◆ **WHAT NEEDS TO BE DONE**
In the data that follows, count each line holding the string "post"; answer with the number only.

Items from a data source

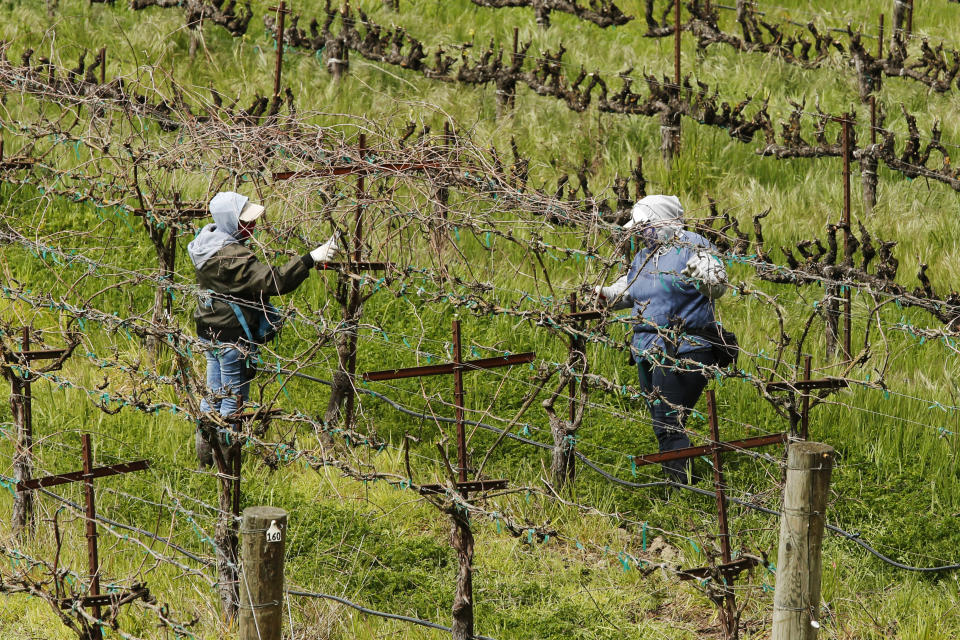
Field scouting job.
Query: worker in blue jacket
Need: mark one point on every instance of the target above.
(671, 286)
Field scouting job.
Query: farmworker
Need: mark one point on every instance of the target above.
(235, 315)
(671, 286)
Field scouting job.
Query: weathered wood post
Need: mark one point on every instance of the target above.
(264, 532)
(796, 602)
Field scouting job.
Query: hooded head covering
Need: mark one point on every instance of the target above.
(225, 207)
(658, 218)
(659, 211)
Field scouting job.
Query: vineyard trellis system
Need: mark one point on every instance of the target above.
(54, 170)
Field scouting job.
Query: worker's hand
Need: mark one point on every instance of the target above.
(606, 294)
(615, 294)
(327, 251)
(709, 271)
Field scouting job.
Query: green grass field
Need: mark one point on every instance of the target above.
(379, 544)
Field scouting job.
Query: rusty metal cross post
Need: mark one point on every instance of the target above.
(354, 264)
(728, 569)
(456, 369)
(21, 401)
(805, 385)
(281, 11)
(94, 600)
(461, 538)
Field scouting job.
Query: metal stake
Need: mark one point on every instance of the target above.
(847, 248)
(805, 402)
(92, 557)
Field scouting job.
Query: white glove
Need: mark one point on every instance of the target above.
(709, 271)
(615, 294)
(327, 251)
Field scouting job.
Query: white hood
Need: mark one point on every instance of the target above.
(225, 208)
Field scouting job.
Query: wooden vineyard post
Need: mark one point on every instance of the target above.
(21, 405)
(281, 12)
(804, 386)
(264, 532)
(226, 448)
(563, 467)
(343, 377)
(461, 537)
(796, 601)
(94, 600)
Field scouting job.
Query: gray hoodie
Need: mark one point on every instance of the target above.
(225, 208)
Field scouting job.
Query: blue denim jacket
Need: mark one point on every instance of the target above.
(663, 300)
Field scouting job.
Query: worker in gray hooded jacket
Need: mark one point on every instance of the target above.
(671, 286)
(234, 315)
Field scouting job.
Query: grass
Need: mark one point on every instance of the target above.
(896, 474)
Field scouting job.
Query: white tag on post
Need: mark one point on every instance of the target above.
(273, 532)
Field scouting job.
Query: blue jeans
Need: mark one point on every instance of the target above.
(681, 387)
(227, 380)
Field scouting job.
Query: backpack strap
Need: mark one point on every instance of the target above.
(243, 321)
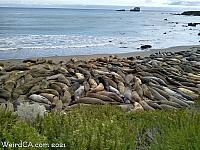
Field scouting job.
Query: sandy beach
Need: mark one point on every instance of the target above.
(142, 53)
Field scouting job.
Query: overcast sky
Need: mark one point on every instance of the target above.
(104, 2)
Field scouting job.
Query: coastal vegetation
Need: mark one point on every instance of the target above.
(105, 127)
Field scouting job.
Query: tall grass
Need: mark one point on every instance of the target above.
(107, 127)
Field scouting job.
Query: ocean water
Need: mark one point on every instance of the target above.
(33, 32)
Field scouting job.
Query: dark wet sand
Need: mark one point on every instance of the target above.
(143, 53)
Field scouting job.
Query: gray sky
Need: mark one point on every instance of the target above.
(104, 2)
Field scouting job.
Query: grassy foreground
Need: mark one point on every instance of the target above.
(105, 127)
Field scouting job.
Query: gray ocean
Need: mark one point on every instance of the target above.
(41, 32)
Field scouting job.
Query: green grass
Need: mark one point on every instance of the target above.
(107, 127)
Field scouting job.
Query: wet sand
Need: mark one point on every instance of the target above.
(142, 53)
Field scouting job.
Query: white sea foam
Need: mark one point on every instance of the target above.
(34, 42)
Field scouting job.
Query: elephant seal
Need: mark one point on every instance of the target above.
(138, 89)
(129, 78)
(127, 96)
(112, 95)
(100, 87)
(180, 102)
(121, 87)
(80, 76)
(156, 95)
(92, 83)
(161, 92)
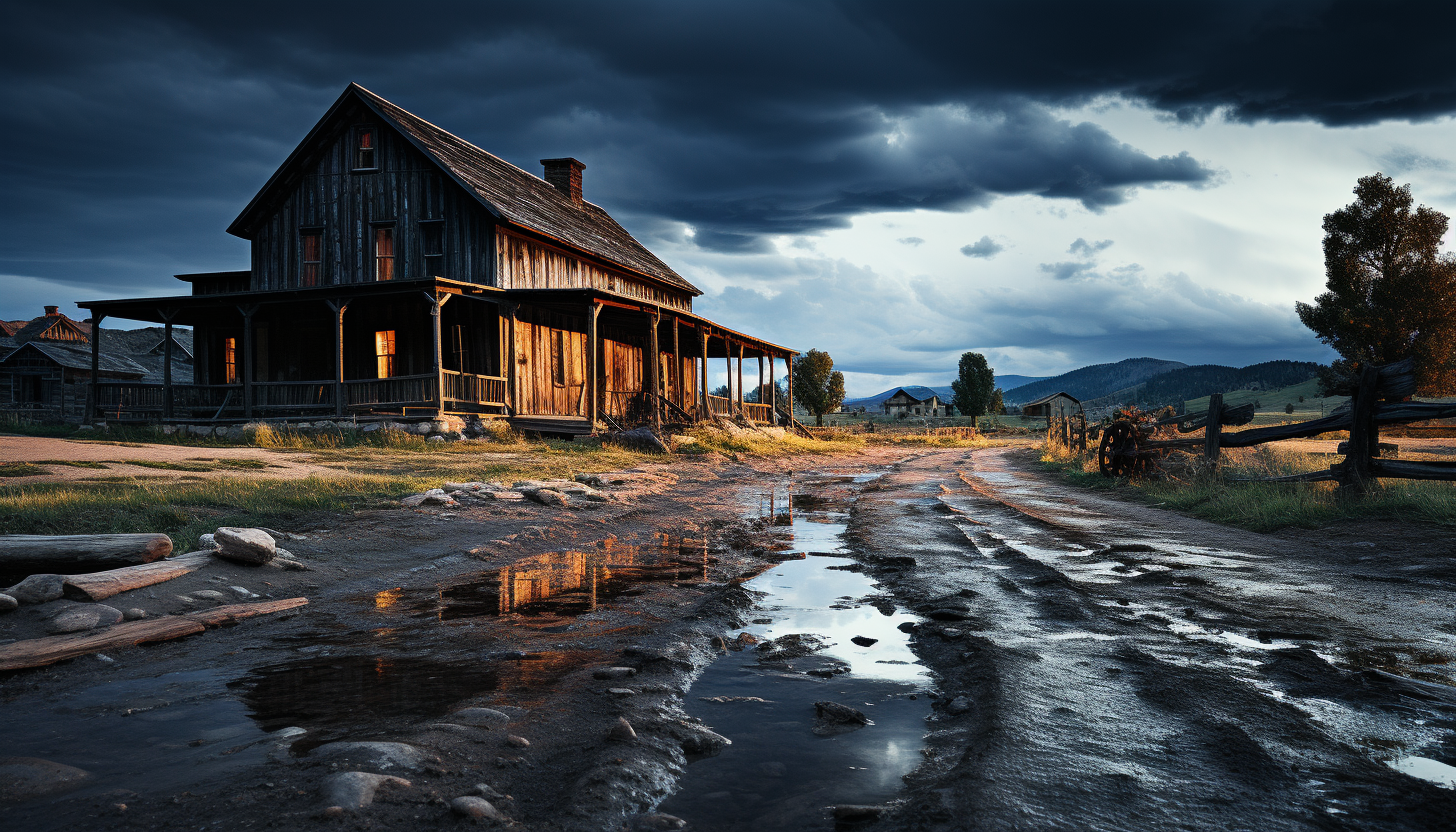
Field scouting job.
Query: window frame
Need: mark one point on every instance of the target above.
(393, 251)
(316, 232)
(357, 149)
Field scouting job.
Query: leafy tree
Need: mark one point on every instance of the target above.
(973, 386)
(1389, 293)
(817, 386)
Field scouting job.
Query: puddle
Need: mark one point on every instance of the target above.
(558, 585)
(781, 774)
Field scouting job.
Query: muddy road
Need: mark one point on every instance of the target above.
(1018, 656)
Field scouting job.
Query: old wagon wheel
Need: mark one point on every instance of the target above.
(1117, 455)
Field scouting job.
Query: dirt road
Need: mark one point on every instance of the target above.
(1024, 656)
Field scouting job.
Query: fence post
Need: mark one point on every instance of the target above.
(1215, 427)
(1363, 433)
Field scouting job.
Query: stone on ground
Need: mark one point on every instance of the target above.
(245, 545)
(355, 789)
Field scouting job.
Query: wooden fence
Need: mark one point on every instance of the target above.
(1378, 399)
* * *
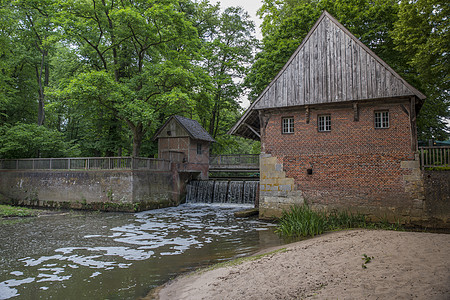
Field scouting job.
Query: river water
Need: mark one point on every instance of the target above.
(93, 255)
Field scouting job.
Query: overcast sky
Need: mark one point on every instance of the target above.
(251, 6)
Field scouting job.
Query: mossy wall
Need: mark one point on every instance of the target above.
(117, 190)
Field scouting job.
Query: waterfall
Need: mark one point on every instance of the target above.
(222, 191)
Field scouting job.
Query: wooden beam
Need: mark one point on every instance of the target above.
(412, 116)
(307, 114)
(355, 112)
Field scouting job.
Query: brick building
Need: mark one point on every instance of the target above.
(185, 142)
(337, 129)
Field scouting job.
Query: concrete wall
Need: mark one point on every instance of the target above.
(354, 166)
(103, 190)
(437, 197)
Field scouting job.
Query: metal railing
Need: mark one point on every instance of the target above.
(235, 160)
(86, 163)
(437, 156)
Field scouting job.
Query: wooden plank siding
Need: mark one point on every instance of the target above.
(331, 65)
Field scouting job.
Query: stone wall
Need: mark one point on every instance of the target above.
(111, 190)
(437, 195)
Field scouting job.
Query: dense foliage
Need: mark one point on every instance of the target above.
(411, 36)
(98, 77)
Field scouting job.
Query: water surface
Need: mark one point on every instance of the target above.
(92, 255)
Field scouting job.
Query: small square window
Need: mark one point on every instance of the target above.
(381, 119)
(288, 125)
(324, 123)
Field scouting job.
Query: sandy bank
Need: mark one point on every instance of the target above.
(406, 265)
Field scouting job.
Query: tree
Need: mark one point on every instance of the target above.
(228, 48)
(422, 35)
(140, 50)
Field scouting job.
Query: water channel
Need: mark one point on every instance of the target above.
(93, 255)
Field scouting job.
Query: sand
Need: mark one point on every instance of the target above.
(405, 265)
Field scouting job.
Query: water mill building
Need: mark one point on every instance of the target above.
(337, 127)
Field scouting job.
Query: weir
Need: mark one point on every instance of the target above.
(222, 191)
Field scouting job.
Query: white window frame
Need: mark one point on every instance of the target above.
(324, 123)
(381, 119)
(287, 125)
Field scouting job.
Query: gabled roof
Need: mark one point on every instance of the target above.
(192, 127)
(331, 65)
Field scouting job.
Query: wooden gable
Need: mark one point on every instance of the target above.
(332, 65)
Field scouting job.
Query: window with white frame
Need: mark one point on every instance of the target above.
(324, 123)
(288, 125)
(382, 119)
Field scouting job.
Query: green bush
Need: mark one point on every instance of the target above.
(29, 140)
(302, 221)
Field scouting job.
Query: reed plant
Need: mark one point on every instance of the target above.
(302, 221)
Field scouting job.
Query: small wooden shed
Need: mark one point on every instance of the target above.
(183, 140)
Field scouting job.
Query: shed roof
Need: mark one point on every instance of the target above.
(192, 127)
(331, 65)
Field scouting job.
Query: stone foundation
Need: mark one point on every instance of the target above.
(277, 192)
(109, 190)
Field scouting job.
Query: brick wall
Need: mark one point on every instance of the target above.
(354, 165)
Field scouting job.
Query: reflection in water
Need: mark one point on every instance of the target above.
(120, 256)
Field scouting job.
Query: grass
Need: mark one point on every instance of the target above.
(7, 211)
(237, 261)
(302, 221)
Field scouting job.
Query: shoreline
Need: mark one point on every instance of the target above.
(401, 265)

◆ **OUTPUT FOR THIS TASK**
5